### Exercise 1
In the text on the pH of 0.1 M NaOH, what value is given for the pOH?
### Exercise 2
Resume the text on the pH of 0.1 M NaOH after its last sentence.

### Text
####

Calculate pH of 0.1 M NaOH
Use this interactive calculator to find the pH, pOH, hydroxide concentration, and hydrogen ion concentration for a sodium hydroxide solution. By default, the calculator is set to 0.1 M NaOH at 25 C, which is the classic textbook example for a strong base.
Your results
Click Calculate pH to generate values for pH, pOH, [OH-], [H+], and a concentration trend chart.
How to calculate the pH of 0.1 M NaOH
If you need to calculate pH for 0.1 M sodium hydroxide, the short answer is simple: the pH is about 13.00 at 25 C. That result comes from the fact that NaOH is a strong base, meaning it dissociates essentially completely in water:
[OH-] = 0.1 M
pOH = -log10(0.1) = 1
pH = 14 – 1 = 13
That is the standard classroom method, and for 0.1 M it works extremely well. In practical chemistry, this is the value students, lab technicians, and exam solutions use unless a problem specifically asks for activity corrections or temperature dependent equilibrium refinements.

####

### Supplied information
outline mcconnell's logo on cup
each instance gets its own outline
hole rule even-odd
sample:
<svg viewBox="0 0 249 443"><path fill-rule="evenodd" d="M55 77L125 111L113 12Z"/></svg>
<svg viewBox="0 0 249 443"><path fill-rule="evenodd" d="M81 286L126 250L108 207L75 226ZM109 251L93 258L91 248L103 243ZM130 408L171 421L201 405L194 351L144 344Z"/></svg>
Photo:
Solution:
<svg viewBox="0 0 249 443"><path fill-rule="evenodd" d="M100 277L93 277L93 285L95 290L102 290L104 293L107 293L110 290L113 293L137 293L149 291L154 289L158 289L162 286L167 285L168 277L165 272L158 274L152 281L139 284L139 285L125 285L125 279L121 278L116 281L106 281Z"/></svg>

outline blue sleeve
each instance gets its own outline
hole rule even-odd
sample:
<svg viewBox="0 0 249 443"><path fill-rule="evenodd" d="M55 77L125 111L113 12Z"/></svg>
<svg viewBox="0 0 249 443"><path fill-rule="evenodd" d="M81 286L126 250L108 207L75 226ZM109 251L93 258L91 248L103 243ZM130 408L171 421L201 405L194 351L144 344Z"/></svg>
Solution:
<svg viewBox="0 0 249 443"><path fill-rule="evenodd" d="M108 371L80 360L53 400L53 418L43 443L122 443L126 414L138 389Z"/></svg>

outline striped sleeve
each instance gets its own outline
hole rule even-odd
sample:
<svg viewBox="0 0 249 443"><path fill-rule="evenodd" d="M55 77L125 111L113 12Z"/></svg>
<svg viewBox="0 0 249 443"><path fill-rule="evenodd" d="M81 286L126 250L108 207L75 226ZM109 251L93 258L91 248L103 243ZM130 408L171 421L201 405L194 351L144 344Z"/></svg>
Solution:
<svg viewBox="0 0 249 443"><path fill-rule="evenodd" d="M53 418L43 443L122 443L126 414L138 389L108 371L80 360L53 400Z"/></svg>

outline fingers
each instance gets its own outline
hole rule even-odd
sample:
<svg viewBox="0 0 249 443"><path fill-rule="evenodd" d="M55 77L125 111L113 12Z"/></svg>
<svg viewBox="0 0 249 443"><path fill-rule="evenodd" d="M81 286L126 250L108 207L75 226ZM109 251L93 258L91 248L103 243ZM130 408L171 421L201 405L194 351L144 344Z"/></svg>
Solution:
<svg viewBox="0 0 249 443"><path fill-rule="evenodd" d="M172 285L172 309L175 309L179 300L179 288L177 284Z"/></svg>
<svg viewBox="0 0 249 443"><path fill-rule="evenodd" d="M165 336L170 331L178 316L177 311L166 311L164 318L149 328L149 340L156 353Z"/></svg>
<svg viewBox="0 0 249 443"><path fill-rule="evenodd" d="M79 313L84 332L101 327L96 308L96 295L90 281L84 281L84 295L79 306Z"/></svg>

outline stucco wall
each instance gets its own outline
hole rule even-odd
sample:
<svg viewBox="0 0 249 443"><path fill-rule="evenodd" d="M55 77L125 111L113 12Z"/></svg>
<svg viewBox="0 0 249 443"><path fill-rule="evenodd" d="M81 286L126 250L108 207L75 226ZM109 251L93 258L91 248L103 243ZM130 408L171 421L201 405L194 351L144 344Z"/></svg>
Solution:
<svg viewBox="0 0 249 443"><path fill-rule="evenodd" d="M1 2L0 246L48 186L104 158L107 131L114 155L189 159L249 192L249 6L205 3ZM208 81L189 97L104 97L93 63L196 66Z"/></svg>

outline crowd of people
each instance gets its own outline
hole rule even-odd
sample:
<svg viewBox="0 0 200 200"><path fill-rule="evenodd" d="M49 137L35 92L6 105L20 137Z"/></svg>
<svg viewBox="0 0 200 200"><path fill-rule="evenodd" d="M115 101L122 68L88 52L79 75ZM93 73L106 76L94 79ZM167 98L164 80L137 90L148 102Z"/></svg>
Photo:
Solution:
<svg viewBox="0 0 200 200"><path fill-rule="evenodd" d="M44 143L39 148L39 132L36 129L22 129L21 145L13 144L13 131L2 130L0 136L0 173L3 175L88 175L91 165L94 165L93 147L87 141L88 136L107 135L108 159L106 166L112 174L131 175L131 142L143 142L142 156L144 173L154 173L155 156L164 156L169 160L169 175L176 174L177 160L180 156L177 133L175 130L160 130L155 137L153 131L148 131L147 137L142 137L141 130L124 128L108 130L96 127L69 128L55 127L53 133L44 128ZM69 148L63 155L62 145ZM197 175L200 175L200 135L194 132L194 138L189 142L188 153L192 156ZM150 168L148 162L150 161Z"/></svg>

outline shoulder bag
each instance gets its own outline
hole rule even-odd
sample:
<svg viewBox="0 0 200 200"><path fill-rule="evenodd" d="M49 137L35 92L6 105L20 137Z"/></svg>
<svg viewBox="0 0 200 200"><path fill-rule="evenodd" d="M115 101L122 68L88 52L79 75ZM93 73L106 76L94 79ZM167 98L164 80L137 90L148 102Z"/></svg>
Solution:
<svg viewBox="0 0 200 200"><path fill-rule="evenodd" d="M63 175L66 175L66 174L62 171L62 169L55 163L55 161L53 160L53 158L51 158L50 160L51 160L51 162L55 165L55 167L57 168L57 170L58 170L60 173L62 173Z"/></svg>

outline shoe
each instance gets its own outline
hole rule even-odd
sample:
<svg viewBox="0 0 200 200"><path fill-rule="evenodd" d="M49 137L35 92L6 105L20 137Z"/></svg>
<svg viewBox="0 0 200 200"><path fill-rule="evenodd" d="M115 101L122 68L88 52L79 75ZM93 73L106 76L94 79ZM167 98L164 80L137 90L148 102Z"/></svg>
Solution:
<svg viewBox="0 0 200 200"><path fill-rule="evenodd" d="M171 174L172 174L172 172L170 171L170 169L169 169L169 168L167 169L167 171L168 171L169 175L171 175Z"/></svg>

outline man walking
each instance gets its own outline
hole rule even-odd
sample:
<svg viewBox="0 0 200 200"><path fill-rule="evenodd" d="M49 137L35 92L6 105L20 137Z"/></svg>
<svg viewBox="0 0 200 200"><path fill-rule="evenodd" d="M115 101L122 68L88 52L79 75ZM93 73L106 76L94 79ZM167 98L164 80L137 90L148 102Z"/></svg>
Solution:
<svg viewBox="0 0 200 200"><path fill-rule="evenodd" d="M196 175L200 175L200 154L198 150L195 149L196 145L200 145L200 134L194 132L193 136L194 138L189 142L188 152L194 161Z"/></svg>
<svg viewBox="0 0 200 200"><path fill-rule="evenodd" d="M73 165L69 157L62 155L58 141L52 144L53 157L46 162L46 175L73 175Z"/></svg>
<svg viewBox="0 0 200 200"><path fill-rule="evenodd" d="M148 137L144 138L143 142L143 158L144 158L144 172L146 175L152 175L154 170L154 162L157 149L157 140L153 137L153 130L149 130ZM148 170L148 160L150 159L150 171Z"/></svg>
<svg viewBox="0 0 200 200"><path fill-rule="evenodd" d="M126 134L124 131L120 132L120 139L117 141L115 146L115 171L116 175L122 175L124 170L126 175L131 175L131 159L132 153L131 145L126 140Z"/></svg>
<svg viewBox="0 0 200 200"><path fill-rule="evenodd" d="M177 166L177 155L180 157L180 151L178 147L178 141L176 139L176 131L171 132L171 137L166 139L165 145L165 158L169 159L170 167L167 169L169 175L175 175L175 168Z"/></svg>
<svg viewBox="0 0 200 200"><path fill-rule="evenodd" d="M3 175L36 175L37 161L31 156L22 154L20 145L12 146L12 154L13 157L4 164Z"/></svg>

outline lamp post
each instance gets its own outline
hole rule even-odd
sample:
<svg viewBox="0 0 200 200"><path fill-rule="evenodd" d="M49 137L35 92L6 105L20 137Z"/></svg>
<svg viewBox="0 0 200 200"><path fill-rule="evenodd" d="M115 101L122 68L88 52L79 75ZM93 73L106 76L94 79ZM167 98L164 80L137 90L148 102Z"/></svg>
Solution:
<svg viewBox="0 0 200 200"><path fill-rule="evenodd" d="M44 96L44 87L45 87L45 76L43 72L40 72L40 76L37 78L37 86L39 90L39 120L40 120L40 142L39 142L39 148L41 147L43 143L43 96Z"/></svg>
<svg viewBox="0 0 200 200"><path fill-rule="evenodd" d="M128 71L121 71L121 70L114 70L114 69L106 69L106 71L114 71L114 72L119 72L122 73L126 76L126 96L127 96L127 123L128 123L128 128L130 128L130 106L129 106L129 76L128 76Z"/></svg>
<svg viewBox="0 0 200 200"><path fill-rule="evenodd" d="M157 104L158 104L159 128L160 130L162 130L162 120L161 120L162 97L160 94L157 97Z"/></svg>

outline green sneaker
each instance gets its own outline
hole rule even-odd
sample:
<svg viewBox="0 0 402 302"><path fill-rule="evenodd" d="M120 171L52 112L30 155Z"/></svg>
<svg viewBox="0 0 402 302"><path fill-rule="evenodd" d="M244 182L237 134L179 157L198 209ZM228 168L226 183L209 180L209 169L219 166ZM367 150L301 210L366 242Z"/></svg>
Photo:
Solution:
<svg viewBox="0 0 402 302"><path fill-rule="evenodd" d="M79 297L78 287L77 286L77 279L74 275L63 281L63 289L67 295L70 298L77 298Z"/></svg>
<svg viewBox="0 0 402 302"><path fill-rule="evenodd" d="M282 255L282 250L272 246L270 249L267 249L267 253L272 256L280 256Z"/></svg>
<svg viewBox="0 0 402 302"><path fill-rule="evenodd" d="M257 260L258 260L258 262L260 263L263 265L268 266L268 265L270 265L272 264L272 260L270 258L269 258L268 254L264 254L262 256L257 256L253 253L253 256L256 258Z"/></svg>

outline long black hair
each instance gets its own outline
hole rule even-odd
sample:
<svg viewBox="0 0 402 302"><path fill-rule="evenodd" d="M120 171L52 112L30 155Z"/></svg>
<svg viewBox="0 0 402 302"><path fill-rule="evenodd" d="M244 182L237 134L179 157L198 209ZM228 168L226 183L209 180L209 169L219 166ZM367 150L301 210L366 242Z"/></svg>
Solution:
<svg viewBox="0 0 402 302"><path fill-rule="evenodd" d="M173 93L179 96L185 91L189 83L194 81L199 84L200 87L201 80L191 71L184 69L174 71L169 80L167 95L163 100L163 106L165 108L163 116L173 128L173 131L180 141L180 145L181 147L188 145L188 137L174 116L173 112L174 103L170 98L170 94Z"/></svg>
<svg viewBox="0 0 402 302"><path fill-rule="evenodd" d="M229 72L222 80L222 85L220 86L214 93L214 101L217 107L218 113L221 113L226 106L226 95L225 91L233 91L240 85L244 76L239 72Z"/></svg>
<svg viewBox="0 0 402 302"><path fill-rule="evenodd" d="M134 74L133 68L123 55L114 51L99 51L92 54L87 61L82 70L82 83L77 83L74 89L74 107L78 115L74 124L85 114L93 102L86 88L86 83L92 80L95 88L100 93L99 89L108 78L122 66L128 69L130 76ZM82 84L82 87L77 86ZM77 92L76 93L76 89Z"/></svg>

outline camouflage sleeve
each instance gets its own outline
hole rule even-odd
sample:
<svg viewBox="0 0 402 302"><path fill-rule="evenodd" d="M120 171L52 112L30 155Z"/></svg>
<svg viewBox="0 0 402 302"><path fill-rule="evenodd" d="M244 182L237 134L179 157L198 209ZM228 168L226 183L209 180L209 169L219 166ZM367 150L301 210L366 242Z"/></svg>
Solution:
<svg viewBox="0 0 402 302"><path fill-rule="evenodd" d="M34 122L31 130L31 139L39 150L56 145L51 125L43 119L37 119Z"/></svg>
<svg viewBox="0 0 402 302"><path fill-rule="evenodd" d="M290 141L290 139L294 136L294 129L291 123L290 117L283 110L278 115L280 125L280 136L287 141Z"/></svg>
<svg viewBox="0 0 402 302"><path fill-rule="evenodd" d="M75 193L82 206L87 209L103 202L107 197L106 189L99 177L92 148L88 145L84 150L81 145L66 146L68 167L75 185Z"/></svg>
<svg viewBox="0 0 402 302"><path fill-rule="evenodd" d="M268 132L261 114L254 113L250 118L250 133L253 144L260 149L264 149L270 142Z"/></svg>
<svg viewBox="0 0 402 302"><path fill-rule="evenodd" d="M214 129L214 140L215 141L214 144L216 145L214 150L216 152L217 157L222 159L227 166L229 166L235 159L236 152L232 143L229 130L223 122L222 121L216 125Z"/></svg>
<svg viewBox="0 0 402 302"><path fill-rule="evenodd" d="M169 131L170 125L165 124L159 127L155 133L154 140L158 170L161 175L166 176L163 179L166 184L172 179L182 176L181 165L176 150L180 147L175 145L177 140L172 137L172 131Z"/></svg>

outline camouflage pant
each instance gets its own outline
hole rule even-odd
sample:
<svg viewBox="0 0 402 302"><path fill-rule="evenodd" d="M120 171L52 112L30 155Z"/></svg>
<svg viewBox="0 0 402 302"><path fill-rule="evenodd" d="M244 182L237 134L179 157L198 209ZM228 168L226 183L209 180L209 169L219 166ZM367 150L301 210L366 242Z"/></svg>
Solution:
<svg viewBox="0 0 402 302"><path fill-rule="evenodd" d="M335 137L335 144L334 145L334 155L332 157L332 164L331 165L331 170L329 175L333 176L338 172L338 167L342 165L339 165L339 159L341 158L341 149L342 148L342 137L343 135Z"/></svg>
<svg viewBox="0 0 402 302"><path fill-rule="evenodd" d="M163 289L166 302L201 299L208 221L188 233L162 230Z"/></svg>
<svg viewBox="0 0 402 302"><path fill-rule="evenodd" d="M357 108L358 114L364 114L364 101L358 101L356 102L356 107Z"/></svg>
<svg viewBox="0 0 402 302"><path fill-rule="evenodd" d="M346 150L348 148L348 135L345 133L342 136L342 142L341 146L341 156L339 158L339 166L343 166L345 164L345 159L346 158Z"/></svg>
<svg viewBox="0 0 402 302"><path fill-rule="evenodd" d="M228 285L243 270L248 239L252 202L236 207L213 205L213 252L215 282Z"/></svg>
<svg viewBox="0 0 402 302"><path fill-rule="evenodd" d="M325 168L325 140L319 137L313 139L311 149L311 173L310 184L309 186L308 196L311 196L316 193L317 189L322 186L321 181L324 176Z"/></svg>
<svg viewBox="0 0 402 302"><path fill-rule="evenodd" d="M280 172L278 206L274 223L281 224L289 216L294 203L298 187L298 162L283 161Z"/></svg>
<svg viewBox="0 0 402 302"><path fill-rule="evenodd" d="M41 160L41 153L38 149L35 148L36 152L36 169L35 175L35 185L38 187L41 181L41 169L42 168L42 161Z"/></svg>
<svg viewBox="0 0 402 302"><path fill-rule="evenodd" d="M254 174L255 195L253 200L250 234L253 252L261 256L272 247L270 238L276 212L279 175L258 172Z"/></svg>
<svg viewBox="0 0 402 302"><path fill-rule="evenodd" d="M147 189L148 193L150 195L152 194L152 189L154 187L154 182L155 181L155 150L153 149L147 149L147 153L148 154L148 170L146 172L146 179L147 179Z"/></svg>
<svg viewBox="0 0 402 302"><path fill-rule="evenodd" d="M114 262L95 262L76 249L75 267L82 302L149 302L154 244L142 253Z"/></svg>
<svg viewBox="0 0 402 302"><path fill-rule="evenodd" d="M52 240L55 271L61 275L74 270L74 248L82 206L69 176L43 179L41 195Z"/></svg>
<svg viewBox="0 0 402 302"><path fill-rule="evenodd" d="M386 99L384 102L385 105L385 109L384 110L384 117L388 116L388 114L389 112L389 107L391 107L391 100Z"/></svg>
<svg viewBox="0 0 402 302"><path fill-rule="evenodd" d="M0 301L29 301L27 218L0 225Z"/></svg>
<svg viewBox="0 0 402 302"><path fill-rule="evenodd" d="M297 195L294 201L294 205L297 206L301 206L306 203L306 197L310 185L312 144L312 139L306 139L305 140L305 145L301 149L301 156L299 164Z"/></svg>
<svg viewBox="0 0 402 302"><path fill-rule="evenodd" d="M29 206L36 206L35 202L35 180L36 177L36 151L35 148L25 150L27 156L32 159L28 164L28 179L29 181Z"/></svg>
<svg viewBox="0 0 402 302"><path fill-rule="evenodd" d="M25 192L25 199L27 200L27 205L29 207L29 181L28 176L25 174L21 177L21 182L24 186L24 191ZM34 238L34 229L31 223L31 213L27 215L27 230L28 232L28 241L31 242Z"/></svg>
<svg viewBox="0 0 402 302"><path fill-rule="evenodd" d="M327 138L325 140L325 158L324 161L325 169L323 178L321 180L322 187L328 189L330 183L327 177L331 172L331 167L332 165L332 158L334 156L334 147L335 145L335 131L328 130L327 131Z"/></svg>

####

### Exercise response 1
The pOH is 1.

### Exercise response 2
The calculator above also lets you use a more accurate strong base model for very dilute solutions. At higher concentrations like 0.1 M, both methods give nearly the same result because the hydroxide contributed by water autoionization is negligible compared with the hydroxide supplied by NaOH itself.
Step by step method
- Write the dissociation equation for sodium hydroxide.
- Recognize that one mole of NaOH produces one mole of OH-.
- Set hydroxide concentration equal to the NaOH molarity for the textbook method.
- Calculate pOH using the negative base 10 logarithm of the hydroxide concentration.
- Use the water relation pH + pOH = 14.00 at 25 C.
For 0.1 M, the concentration is exactly one tenth of a mole per liter. Since log10(0.1) = -1, the pOH becomes 1. A solution with pOH 1 is strongly basic, so the pH lands at 13. This is why 0.1 M NaOH is often used in classroom titrations, standardization demonstrations, and acid base calculations.
Why sodium hydroxide gives such a high pH
Sodium hydroxide is one of the most familiar strong bases in chemistry. When dissolved in water, it separates into sodium ions and hydroxide ions almost completely. The sodium ion is largely a spectator ion for pH purposes, while hydroxide is the species that raises pH. Because the hydroxide concentration is high, hydrogen ion concentration becomes very low, which pushes the pH into the strongly alkaline range.
- NaOH is highly soluble in water.
- It dissociates essentially completely under ordinary lab conditions.
- Each formula unit contributes one hydroxide ion.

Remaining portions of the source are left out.